▸ Written instruction
Could you format the rows below, from the line containing "leg present in the scene above." up to and including the final row, as a JSON list of strings with one string per line and blank lines left out?

▸ Records
────────────────────

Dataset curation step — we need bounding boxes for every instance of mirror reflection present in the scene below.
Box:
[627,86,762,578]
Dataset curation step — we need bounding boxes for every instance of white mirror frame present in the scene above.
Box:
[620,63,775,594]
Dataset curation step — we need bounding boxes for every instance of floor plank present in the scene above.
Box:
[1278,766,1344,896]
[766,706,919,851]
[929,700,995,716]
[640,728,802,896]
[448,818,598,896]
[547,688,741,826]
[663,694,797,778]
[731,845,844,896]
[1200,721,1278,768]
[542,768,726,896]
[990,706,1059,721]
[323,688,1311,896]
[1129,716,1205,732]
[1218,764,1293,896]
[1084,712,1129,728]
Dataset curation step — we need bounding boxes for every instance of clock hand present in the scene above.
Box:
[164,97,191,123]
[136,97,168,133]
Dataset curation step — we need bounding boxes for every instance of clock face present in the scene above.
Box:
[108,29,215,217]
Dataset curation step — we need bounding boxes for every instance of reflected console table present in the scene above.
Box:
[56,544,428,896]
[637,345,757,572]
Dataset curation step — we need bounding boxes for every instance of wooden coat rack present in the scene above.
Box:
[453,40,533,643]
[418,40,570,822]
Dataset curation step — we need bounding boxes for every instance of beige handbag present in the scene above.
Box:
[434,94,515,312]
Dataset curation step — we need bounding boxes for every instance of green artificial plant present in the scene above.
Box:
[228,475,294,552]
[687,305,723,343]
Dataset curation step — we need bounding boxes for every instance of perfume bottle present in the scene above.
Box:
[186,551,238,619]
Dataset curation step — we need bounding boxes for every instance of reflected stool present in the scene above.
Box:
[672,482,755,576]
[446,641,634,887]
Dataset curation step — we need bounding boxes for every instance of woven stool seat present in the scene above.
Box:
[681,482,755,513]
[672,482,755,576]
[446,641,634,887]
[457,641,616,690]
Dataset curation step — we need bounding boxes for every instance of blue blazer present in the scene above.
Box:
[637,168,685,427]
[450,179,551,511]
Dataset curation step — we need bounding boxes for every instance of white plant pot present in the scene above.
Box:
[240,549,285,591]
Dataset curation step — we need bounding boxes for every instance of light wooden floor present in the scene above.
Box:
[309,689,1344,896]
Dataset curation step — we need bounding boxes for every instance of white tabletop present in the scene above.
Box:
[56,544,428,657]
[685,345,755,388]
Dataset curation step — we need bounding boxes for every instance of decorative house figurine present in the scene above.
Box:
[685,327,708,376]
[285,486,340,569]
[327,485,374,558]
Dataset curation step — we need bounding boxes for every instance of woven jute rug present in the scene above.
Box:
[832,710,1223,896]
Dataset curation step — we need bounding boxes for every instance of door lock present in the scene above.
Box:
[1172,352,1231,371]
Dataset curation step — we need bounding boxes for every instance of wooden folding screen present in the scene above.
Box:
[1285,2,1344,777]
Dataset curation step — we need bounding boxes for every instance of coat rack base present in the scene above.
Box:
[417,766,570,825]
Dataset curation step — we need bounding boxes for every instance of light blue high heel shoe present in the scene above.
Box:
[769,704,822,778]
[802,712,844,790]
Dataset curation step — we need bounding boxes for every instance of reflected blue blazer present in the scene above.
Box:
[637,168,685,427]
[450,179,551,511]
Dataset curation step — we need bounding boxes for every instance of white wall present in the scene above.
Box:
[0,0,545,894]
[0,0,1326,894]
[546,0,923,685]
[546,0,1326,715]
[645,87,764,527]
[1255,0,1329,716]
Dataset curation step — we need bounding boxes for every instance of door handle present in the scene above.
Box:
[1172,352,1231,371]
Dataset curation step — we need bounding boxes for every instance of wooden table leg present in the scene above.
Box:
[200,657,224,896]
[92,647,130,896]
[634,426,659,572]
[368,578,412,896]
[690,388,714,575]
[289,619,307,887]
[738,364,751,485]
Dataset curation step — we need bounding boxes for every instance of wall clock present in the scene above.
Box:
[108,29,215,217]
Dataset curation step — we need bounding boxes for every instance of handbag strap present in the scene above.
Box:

────────────────────

▸ Answer for this exercise
[
  "Dataset curation step — we need bounding boxes for every instance of wooden table leg present in the scene above.",
  "Box:",
  "[200,657,224,896]",
  "[92,647,130,896]",
  "[634,426,659,572]",
  "[368,578,412,896]",
  "[690,388,714,575]",
  "[289,619,307,887]",
  "[738,364,751,485]",
  "Dataset curation step — we need bounding boxes for every instance of wall clock present in the scene above.",
  "Box:",
  "[108,29,215,217]",
  "Dataset curation step — we need bounding boxes for every instance of handbag strap present in the scene above.",
  "Box:"
]